> [Challenge 1]: Reproduce the comment on Go and concurrency word for word, starting at the words "When it comes" and ending after "important thinking there.".
> [Challenge 2]: Carry on the comment on Go and concurrency from the point where it stops.

## START Excerpted text

When it comes to the Go language, bare-metal performance certainly seemed to be something Pike was giving a shit about when he spoke last week at OSCON and the Emerging Languages Camp I organized. Go in its current fairly young stage has performance that's not too terrible; they've mostly optimized for raw complication speed so far, which is interesting, and uniquely suited to Google's development problems. Pike has said that he wants Go to be a replacement for other systems languages. That's going to mean competing with those languages, performance-wise.
I think Clojure's concurrency model ends up more concisely and correctly expressing the "parallelism of the real world" when you consider the dimension of time. Rich Hickey has done some really important thinking there.
Finally, I think you'll find that anyone with a fixed budget for servers isn't going to think that making the most of "local physical concurrency" on every machine in their cluster is a "fool's errand". Hardware is cheaper than it used to be, but it isn't free, and deploying and maintaining it is costly and time consuming. If you can make the most of your hardware and operations investements with a little more thought-work, why not do so?

## END Excerpted text
## START Dataset content

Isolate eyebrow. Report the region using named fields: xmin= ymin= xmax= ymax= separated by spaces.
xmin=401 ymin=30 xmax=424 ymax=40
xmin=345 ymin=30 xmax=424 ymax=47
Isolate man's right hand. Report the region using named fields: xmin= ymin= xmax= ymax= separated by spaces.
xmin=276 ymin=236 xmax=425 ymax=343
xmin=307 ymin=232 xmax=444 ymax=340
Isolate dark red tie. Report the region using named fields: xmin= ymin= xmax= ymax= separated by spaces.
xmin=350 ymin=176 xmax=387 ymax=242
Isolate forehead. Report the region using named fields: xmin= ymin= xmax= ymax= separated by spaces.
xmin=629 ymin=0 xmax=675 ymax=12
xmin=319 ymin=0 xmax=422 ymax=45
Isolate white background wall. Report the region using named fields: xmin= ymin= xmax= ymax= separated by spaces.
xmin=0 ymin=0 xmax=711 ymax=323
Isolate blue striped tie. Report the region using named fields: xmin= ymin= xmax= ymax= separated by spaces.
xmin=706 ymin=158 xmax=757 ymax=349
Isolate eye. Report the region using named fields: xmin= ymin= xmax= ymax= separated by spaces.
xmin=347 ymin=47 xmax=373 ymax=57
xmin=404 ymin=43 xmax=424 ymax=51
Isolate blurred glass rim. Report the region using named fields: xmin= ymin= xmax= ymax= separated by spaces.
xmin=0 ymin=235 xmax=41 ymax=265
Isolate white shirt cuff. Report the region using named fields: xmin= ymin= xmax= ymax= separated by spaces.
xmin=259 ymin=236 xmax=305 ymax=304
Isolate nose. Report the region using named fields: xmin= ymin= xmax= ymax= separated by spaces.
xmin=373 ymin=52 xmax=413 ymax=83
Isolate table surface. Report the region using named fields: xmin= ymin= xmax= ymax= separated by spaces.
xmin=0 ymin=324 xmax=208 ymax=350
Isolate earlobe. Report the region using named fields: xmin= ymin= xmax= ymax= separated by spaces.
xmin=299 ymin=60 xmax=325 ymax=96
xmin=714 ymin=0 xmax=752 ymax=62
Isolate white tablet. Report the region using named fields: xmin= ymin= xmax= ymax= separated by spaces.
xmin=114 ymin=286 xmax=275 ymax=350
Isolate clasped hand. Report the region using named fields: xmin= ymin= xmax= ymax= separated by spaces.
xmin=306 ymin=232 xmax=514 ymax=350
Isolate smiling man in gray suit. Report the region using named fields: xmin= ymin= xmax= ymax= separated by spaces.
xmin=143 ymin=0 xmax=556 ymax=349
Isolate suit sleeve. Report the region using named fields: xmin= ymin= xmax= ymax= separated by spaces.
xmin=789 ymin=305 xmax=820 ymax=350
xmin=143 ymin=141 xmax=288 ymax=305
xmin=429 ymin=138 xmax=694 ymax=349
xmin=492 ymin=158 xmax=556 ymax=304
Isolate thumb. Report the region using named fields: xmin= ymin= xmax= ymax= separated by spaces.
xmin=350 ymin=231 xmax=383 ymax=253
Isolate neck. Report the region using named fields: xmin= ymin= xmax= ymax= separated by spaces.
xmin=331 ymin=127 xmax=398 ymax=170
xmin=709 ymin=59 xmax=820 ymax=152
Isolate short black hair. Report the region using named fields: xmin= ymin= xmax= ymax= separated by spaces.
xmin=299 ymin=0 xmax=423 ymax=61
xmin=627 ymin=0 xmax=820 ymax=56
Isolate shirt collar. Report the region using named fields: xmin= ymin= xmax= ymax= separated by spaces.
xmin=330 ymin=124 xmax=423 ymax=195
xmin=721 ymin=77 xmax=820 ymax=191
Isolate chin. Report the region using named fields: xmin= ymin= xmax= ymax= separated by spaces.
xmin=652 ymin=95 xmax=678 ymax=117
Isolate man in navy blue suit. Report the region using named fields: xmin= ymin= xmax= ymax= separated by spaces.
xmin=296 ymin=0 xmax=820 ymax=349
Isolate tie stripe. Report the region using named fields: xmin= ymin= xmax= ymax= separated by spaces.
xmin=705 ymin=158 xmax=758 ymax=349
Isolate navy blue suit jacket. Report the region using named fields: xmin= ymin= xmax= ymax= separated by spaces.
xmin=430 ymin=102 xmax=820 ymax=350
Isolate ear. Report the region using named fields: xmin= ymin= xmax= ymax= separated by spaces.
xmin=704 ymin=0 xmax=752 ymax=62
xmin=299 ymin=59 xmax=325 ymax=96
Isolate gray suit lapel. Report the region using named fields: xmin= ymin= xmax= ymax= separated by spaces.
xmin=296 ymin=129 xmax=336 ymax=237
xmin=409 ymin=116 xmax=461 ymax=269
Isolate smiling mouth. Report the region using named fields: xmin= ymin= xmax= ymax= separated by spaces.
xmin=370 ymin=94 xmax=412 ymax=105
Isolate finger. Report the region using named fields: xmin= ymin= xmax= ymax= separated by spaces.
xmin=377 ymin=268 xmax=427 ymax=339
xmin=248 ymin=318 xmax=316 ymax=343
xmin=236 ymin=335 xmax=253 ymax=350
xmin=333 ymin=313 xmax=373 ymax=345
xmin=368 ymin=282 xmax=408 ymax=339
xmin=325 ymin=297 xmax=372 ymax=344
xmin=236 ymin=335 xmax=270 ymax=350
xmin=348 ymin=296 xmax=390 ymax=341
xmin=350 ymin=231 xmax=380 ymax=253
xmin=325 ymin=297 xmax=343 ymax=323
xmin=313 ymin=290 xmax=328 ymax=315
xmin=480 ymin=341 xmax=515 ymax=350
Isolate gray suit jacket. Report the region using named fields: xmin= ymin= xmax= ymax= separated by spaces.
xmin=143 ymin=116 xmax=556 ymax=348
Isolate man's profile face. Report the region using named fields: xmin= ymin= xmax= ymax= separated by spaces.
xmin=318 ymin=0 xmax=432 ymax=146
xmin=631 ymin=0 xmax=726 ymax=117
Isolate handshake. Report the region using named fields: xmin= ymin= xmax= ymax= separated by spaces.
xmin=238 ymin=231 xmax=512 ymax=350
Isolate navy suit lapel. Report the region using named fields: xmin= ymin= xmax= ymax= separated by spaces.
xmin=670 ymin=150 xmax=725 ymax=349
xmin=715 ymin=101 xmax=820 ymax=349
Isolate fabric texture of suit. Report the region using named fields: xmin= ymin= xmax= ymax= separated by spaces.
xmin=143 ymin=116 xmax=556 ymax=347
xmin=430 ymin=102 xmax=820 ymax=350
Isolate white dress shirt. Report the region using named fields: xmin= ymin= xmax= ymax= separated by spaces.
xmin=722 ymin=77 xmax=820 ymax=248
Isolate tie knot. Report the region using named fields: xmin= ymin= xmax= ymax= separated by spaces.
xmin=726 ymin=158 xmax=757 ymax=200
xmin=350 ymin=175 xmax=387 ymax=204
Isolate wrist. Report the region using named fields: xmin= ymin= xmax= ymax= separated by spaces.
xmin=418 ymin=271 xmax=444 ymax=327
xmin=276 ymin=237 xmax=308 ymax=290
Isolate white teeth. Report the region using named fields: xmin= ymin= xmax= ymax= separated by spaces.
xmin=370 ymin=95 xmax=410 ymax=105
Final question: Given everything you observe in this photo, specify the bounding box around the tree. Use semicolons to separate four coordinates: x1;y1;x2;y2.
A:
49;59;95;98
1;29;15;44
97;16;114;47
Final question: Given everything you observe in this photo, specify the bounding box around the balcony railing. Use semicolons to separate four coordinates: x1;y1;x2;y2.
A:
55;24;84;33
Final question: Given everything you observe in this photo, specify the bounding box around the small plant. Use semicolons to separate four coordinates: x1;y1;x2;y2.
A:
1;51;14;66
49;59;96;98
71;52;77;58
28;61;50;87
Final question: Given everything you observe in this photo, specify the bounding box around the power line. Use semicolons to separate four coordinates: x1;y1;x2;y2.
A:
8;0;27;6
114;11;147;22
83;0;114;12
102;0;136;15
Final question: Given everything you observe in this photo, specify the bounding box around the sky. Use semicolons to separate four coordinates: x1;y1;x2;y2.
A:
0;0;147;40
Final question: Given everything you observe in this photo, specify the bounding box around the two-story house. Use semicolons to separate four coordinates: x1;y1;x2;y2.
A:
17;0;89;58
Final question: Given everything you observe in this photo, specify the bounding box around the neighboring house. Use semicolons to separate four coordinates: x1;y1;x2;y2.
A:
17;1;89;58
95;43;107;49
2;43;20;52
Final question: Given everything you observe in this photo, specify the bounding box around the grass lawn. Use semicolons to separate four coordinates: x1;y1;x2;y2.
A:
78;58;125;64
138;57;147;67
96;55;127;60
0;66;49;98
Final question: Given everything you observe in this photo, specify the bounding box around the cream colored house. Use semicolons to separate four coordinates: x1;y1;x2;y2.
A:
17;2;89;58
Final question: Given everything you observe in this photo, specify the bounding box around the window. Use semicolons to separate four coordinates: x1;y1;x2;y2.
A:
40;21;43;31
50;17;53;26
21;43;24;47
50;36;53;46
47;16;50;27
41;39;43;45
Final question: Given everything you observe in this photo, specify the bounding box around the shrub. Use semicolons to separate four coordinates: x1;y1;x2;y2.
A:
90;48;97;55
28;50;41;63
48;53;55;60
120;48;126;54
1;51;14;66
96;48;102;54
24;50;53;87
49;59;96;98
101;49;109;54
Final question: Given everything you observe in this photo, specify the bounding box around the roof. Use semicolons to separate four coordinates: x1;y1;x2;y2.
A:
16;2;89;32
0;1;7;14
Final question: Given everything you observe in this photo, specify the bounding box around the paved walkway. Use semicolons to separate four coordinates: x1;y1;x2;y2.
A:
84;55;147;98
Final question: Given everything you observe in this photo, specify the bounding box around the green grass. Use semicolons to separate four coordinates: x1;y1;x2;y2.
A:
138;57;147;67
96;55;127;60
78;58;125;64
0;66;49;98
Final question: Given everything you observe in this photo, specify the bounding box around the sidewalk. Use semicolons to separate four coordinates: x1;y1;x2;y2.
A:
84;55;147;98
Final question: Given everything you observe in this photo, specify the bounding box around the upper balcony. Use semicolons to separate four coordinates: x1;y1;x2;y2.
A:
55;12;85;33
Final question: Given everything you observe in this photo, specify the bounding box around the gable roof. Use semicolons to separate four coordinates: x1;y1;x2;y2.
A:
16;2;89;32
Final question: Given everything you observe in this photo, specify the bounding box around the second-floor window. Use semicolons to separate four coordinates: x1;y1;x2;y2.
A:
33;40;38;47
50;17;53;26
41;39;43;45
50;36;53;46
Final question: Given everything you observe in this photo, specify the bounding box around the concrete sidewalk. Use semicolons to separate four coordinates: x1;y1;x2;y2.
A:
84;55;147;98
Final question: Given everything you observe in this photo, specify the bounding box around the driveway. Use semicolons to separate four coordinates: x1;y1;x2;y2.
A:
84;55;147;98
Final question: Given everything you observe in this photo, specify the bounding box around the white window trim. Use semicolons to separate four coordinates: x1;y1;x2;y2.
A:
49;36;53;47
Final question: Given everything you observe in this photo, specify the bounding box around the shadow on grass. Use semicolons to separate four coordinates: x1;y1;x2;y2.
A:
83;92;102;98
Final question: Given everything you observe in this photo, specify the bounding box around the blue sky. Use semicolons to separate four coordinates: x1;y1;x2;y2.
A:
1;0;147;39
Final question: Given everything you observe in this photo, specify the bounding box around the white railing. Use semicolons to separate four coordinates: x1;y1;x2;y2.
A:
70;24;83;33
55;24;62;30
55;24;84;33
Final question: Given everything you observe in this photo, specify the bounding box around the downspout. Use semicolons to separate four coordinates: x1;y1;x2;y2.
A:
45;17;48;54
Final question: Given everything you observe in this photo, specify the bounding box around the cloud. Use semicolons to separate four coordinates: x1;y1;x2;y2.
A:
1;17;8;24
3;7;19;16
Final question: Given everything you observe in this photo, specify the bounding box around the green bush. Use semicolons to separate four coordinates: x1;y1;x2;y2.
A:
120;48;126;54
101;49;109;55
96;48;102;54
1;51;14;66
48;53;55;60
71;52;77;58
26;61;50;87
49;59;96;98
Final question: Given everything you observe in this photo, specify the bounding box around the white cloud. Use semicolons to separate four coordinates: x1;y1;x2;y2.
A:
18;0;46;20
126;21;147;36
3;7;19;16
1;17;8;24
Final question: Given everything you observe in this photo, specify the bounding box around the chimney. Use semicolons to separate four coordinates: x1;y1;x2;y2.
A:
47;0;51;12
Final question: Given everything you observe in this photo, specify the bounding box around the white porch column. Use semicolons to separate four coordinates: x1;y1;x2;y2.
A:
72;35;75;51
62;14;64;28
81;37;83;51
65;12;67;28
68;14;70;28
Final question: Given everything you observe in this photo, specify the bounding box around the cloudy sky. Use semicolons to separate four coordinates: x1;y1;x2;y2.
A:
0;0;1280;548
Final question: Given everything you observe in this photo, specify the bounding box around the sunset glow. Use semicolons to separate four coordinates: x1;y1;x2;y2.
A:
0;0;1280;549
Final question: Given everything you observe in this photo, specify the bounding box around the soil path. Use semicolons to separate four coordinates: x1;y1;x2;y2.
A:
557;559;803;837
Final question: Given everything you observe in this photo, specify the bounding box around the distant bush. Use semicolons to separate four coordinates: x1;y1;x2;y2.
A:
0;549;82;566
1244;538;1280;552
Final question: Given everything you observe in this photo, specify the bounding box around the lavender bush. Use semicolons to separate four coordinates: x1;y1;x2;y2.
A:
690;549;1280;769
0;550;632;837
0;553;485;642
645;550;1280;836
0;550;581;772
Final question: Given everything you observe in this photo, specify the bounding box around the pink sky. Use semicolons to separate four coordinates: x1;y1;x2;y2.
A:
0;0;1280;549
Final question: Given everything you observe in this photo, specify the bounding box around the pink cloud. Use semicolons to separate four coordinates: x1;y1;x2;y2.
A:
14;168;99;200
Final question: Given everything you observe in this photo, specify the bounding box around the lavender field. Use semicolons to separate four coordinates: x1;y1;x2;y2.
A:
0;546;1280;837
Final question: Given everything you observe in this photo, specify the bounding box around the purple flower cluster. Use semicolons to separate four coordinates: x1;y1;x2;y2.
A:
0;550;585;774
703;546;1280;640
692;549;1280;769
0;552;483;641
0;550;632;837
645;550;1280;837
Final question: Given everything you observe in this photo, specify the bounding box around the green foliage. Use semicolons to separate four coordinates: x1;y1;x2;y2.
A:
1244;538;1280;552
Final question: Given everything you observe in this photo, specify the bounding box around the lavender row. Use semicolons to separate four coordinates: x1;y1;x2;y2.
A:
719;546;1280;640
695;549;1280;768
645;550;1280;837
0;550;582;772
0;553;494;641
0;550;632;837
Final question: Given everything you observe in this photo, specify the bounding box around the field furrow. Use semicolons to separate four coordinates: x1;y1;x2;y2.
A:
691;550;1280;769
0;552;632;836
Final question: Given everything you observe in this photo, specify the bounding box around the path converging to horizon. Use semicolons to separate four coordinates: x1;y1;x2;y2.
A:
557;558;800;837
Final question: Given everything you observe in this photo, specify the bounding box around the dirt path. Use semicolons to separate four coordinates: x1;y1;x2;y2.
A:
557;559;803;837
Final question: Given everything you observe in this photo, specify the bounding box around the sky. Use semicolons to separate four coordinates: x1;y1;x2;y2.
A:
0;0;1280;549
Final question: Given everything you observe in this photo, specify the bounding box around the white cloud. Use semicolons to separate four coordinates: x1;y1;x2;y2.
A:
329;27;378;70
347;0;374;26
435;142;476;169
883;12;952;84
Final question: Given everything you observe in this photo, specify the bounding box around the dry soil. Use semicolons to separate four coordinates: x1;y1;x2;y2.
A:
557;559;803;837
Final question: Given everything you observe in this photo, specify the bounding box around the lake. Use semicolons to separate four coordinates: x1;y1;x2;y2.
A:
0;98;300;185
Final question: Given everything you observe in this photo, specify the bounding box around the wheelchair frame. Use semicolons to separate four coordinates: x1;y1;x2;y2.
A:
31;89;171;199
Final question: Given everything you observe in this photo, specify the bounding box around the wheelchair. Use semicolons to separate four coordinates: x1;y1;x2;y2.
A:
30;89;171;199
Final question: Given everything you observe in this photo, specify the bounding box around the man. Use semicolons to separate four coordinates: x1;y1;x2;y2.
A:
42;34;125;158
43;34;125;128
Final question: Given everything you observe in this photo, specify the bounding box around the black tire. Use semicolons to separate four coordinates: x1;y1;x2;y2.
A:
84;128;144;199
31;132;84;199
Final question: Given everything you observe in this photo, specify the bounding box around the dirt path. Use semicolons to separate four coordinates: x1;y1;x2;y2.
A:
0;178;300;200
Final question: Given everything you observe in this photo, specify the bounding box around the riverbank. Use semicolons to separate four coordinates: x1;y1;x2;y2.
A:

## END Dataset content

> [Output 1]:
When it comes to the Go language, bare-metal performance certainly seemed to be something Pike was giving a shit about when he spoke last week at OSCON and the Emerging Languages Camp I organized. Go in its current fairly young stage has performance that's not too terrible; they've mostly optimized for raw complication speed so far, which is interesting, and uniquely suited to Google's development problems. Pike has said that he wants Go to be a replacement for other systems languages. That's going to mean competing with those languages, performance-wise.
I think Clojure's concurrency model ends up more concisely and correctly expressing the "parallelism of the real world" when you consider the dimension of time. Rich Hickey has done some really important thinking there.

> [Output 2]:
The first public release of Go made little use of physical concurrency, though that's undoubtedly improved considerably given that the model allows for it. His earlier languages didn't go there, probably because they didn't have nearly as many people working on them, and physical concurrency wasn't the focus of the research. Go is more performant and provides more static assurances than the previous iterations, but it still has global GC. Algorithms and Correctness are still the primary focal points.
I find it funny that you're hung up on local physical concurrency — for me that's the prime signifier of "Scaling in the Small"! If you're going to have to distribute your workload across multiple machines, why not just run multiple copies of your single-cpu process on each machine, and let your network-level work distribution mechanism handle it?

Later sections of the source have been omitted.